> [What you have to do] Your reply should consist solely of the lines from the start of the material below through the line containing "Accessibility tool request: describe where the white", reproduced exactly.

> [Material provided]

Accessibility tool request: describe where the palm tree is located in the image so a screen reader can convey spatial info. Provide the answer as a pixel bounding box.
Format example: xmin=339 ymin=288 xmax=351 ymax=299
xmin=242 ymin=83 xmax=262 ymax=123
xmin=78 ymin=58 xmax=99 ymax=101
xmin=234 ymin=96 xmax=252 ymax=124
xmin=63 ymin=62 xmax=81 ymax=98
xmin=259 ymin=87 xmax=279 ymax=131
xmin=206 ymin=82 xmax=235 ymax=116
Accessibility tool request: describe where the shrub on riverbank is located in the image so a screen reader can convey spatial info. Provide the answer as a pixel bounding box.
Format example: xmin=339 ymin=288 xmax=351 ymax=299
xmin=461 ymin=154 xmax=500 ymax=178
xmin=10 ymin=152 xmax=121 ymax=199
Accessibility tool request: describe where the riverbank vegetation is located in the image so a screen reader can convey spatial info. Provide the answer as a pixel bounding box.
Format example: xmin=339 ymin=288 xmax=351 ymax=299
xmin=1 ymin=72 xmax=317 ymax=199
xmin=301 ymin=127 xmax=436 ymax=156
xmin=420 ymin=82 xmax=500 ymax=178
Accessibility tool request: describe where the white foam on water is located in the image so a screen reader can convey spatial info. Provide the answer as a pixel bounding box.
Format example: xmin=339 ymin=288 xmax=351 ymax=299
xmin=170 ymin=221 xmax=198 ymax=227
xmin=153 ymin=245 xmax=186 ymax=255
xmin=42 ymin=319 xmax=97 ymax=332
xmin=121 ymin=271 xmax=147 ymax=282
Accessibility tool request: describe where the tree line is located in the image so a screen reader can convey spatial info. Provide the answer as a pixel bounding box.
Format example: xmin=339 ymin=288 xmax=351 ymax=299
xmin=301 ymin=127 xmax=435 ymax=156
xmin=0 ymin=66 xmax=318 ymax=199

> [Exercise output]
Accessibility tool request: describe where the palm tree is located in the image so a screen reader can convey spatial info. Provide the answer as a pixel bounding box.
Format example: xmin=339 ymin=288 xmax=351 ymax=299
xmin=242 ymin=83 xmax=262 ymax=123
xmin=78 ymin=58 xmax=99 ymax=101
xmin=234 ymin=96 xmax=252 ymax=124
xmin=63 ymin=62 xmax=81 ymax=98
xmin=259 ymin=87 xmax=279 ymax=131
xmin=206 ymin=82 xmax=235 ymax=116
Accessibility tool request: describe where the shrub on riverbank is located in the image so a screen reader can convey spatial info. Provide the answer as a pixel bounding box.
Format example: xmin=339 ymin=288 xmax=351 ymax=299
xmin=461 ymin=154 xmax=500 ymax=178
xmin=10 ymin=152 xmax=121 ymax=199
Accessibility tool request: describe where the riverbank vegetation is located in the image so a screen reader can convey spatial info. Provide the answer as a pixel bounding box.
Format example: xmin=339 ymin=288 xmax=351 ymax=299
xmin=1 ymin=72 xmax=317 ymax=199
xmin=301 ymin=127 xmax=436 ymax=156
xmin=420 ymin=82 xmax=500 ymax=178
Accessibility tool request: describe where the white foam on water is located in the image so a screen reader can convey spatial info. Provide the answer as a pixel bounding box.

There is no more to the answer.